→ YOUR OBJECTIVE:
Copy the records below line for line, without changing a single character.
STORED RECORDS start
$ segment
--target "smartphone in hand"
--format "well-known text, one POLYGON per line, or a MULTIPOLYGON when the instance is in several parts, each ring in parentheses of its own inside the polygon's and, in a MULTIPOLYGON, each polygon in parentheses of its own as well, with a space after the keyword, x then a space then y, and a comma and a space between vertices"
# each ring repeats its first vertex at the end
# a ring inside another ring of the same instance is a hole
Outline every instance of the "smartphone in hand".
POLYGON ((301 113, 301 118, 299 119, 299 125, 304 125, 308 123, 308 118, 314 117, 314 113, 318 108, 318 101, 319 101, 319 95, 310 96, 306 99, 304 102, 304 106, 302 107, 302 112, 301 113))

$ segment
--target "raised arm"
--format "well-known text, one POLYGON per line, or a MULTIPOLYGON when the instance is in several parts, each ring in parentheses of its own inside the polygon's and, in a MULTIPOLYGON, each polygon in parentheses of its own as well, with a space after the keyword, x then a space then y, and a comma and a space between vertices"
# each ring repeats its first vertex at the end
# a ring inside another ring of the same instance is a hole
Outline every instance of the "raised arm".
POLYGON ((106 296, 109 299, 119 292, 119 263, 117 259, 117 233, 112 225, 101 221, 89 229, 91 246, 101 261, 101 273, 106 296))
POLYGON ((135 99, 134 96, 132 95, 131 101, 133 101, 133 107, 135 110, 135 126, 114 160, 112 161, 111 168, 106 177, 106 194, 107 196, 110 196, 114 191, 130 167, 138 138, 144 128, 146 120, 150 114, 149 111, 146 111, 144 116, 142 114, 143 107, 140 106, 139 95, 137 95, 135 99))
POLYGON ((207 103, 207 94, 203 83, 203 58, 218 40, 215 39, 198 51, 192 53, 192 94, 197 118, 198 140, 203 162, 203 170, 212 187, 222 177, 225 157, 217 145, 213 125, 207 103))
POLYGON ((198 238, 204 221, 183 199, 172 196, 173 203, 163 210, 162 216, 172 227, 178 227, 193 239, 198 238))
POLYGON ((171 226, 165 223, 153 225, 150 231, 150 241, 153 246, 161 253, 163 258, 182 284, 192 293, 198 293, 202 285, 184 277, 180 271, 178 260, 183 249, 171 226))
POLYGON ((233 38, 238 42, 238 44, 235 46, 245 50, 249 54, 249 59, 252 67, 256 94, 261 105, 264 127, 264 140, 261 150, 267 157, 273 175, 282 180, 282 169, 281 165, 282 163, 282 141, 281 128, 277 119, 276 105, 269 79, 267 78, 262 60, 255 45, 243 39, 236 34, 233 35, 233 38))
STORED RECORDS end
→ SOLUTION TO THE PROBLEM:
$ segment
--target "smartphone in hand"
--format "well-known text, one POLYGON per line, or a MULTIPOLYGON when the instance is in several parts, each ring in parentheses of its own inside the polygon's and, in a MULTIPOLYGON, each polygon in parentheses of its own as well, with a space after the keyword, x then a space then y, and a comma and a space between vertices"
# each ring repeats its first vertex at the end
# a ring inside another ring of the same instance is a hole
Outline every instance of the "smartphone in hand".
POLYGON ((301 113, 301 118, 299 119, 299 125, 304 125, 308 123, 308 118, 314 117, 314 113, 318 108, 318 101, 319 101, 319 95, 310 96, 306 99, 304 102, 304 106, 302 107, 302 112, 301 113))

$ segment
--target "raised arm"
--format "well-known text, one POLYGON per line, or a MULTIPOLYGON when the instance is in several parts, each ring in parentheses of its own inside the polygon's and, in a MULTIPOLYGON, each polygon in parentheses of its own as well, with a space after the keyword, x then a space then y, and a comma and a space between vertices"
# each ring repeats its first vertex at the end
# a ring inside another ring of the same instance is a hole
Outline every instance of the "raised arm".
POLYGON ((106 296, 109 299, 119 292, 119 263, 117 259, 117 233, 112 225, 101 221, 89 229, 91 246, 101 261, 101 273, 106 296))
POLYGON ((135 99, 134 96, 132 95, 131 101, 133 101, 133 107, 135 110, 135 126, 114 160, 112 161, 111 168, 106 177, 106 194, 107 196, 110 196, 114 191, 130 167, 138 138, 144 128, 146 120, 150 114, 149 111, 146 111, 144 116, 142 114, 143 107, 140 106, 139 95, 137 95, 135 99))
POLYGON ((207 103, 207 94, 203 83, 203 58, 218 40, 215 39, 198 51, 192 53, 192 94, 197 118, 198 140, 203 162, 203 170, 212 187, 222 177, 225 157, 217 145, 213 125, 207 103))
POLYGON ((198 238, 204 221, 183 199, 172 196, 173 203, 163 210, 162 216, 172 227, 178 227, 193 239, 198 238))
POLYGON ((171 226, 165 223, 153 225, 150 231, 150 241, 153 246, 161 253, 163 258, 182 284, 192 293, 198 293, 202 285, 184 277, 180 271, 178 260, 183 249, 171 226))
POLYGON ((233 38, 238 42, 238 44, 235 46, 245 50, 249 54, 249 59, 252 67, 256 94, 261 105, 264 127, 264 140, 261 150, 267 157, 273 175, 282 180, 282 169, 281 165, 282 163, 282 141, 281 128, 277 119, 276 105, 269 79, 267 78, 262 60, 255 45, 243 39, 236 34, 233 35, 233 38))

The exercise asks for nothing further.